Extract:
Conversations

Most of the most rewarding conversations I’ve had have been one on one. I never expected library conversations to be a huge theme in my life, but I’ve had similar conversations during a walk down Bellaire’s quarter-mile long main hallways in between classes, or even online.

I’ve never felt particularly comfortable in large groups. If I’m ever in a large group, I usually find one person to stick with, because in a group, I’m the most awkward; with another person, I’m just the MORE awkward. (I knew all those SAT grammar practice tests would do some good. )

Being unrelatable.

What one on one conversations force you to do is to communicate with the other person regardless of who they are and outside of societal norms.

The fundamental societal flaw is that we’re unable to relate to people that aren’t like us. Politicians are accused of not understanding lower class struggles, and even within Bellaire, I have no idea how to start a conversation with the non-PAP/AP half of the school.

Generally, if I’m in a situation with someone where my options are: 1) I awkwardly talk to them, or 2) awkwardly stand/sit there saying nothing, I choose the latter. So far, it hasn’t resulted in anything horrible. Awkward yes, but I’m used to awkward.

However, this could easily result in a microaggression. Even then, most people don’t say microaggressions to offend people; they just don’t know how to relate to them properly.

Recorded data:
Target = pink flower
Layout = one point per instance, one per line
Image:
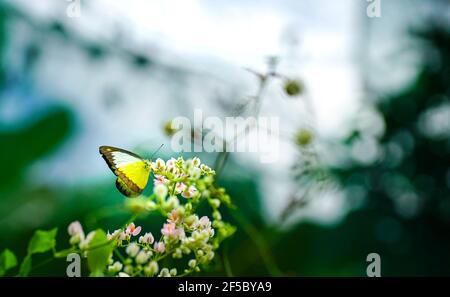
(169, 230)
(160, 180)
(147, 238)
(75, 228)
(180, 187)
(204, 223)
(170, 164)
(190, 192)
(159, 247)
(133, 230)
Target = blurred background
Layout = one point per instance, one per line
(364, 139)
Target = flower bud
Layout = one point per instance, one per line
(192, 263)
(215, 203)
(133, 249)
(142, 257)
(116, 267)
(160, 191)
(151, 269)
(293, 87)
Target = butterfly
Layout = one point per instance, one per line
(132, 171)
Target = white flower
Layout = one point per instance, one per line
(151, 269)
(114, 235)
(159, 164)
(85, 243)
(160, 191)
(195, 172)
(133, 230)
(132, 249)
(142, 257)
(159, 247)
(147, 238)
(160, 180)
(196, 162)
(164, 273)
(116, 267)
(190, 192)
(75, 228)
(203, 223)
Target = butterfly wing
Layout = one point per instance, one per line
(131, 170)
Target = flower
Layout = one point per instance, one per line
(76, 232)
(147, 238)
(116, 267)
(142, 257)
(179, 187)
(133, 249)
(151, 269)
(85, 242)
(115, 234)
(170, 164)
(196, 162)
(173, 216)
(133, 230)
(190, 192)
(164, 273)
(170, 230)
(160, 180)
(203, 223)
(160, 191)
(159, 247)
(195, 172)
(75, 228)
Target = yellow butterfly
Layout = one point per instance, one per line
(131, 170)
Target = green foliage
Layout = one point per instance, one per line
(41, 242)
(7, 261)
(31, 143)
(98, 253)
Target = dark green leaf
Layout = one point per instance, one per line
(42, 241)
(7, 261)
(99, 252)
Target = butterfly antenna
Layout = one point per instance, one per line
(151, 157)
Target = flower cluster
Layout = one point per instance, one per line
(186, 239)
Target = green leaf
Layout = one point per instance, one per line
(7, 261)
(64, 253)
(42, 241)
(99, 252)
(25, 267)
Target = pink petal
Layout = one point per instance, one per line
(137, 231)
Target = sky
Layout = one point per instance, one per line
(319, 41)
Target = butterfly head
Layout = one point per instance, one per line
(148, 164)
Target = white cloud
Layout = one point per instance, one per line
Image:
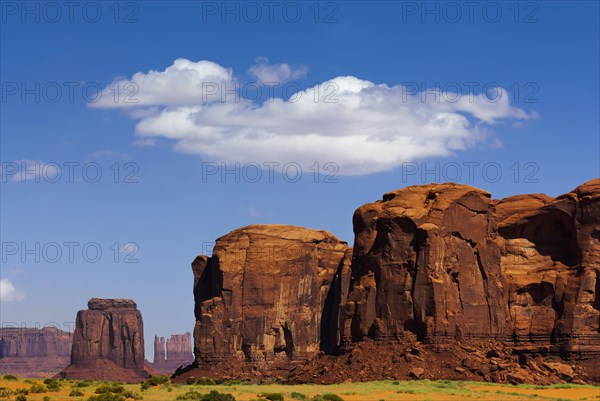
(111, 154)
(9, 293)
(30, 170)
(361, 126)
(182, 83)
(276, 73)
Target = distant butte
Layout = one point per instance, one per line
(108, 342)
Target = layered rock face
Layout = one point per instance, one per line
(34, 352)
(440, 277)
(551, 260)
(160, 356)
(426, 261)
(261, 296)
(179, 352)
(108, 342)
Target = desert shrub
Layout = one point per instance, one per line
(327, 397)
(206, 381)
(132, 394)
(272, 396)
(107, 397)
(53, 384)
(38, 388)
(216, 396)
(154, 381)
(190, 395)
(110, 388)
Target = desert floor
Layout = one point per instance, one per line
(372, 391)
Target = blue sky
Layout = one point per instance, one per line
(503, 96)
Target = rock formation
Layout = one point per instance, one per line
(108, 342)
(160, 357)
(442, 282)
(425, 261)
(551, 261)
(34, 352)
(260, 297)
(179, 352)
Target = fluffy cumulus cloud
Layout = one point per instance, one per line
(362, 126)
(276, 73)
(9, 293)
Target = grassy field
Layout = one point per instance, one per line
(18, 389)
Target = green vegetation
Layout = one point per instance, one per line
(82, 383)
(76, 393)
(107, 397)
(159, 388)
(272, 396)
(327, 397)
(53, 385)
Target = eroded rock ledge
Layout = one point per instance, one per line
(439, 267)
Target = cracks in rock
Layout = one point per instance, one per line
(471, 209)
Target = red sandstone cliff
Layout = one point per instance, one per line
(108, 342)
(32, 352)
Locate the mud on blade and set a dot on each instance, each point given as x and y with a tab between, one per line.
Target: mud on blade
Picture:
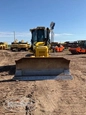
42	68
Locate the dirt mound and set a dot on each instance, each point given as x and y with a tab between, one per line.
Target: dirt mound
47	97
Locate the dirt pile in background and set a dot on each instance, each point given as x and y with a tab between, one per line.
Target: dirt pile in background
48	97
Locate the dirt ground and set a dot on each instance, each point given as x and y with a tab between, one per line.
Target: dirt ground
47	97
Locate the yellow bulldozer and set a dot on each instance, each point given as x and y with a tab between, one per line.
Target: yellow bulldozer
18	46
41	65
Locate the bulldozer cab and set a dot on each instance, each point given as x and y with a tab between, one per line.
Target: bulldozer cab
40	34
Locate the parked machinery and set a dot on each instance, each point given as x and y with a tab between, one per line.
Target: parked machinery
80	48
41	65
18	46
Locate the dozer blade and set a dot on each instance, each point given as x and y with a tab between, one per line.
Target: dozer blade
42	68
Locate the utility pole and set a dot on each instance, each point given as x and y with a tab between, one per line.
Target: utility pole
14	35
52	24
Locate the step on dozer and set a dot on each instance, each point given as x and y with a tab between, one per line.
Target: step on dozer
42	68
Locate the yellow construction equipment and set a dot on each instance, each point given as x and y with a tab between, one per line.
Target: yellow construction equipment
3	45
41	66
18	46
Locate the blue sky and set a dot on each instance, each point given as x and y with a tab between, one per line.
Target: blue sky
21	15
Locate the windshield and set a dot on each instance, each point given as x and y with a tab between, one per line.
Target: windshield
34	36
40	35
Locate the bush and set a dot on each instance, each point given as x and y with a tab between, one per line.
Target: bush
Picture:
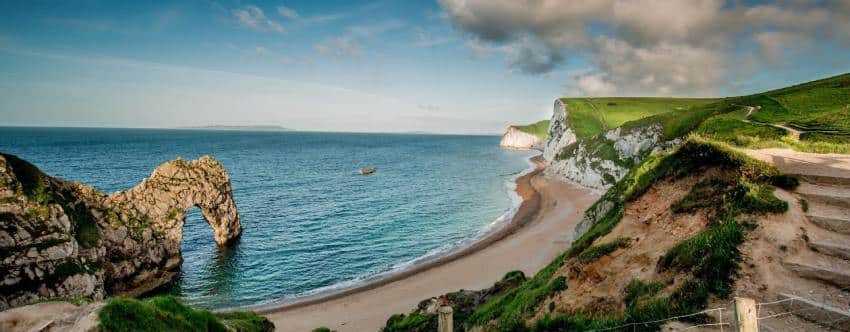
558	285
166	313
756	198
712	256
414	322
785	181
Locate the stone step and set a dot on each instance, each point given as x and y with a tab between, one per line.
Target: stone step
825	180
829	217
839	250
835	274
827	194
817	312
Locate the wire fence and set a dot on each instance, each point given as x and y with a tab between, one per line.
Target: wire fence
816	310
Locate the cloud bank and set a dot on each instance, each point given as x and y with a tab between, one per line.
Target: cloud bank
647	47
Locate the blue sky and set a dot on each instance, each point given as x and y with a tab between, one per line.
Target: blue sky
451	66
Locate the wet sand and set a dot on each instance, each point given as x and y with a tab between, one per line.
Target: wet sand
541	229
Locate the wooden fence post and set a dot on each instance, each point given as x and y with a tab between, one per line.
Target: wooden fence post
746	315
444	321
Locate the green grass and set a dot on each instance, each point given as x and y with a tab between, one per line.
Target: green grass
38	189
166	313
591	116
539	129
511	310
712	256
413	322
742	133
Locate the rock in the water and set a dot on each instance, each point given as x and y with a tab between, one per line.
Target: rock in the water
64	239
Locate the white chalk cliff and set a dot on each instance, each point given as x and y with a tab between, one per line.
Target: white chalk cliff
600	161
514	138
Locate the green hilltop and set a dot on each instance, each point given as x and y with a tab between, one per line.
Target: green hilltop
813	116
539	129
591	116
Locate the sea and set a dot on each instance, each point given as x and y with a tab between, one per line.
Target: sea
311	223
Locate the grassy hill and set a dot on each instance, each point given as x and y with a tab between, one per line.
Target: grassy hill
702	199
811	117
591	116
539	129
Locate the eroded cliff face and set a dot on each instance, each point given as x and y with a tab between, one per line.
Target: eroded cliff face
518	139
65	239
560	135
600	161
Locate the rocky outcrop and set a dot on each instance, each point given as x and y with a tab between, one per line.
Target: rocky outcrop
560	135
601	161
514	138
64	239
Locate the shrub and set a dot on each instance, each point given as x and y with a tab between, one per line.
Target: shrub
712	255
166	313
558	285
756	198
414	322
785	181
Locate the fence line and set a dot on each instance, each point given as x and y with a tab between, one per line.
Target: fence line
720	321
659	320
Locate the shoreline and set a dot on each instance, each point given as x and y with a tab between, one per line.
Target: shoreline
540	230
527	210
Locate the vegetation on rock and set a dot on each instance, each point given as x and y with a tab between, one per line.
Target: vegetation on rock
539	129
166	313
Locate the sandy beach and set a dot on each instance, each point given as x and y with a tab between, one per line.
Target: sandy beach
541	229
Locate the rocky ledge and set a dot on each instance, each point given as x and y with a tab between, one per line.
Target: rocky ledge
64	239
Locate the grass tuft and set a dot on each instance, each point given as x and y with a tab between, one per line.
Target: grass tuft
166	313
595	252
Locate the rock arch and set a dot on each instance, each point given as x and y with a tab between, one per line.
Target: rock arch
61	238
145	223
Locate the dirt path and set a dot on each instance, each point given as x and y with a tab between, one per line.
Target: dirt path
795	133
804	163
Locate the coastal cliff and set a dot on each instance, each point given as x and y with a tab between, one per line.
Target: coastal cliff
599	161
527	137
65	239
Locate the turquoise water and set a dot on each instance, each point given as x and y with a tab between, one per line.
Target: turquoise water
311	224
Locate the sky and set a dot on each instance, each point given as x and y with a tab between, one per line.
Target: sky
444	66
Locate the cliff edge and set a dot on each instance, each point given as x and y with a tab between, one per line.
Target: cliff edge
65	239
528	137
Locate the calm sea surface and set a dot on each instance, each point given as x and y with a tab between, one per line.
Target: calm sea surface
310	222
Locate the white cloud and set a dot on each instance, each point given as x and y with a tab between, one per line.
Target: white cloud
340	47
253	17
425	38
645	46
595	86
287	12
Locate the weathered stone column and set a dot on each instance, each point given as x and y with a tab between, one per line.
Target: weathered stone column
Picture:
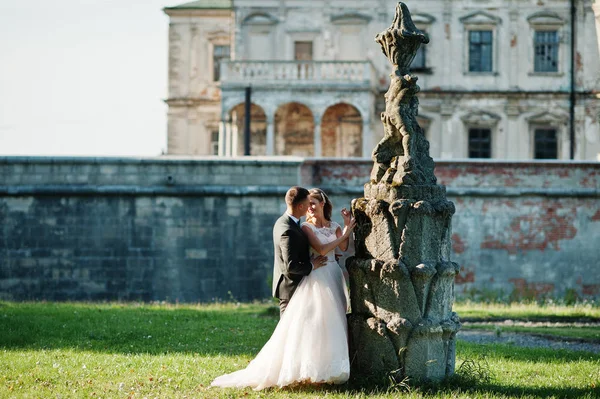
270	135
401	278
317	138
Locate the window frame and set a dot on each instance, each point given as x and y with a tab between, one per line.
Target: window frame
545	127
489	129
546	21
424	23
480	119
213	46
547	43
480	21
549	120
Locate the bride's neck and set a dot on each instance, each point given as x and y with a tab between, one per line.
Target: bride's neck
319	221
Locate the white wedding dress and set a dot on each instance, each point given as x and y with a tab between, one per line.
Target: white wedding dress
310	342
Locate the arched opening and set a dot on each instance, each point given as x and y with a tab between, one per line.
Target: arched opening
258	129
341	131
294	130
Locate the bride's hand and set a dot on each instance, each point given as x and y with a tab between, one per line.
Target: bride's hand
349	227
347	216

Problem set:
1. Summarize the conversations piece in two sentences.
2. Carry on the conversations piece, starting after its last sentence.
The material above comes from a separate source and has no connection to the conversations piece.

Answers provided:
1. The writer finds one-on-one conversations the most rewarding and, uncomfortable in large groups, usually sticks with a single person. Calling society's fundamental flaw an inability to relate to people unlike ourselves, the writer admits to choosing awkward silence over awkward talk, which could lead to microaggressions that usually come from not knowing how to relate rather than a wish to offend.

2.
Search Engine Communication

One of the problems with living a society where computers are becoming more and more powerful is that humans in general are expected to be smarter than the computers. This places a greater burden on us to be more creative, and this aspect seeps slightly into our social lives as well.

  • Teachers are supposed to be more than mere deliverers of information
  • Factory jobs are being replaced by more “21st-century” esque jobs

In terms of conversations, it means that I demand more than a machine answer in my conversations, something I like to call “search engine communication.”

When one person is merely asking questions to another person, and the other person is uninterested and merely spitting out responses, not much conversation is actually going on. Asking about homework, talking about school, and small talk, usually doesn’t get anywhere. It takes two passionate people to have a meaningful conversation.

In order to create these sorts of spaces, I need to veer away from my (very small) social group and reach out to people whom I wouldn’t normally approach. Which frankly, is hard.

Do we all become the same person in writing?

I like to think that I’m less awkward in writing than IRL since I can (and always) edit what I write. However, I’ve also been told that I write with a lot of “voice,” something I take as a mixed blessing.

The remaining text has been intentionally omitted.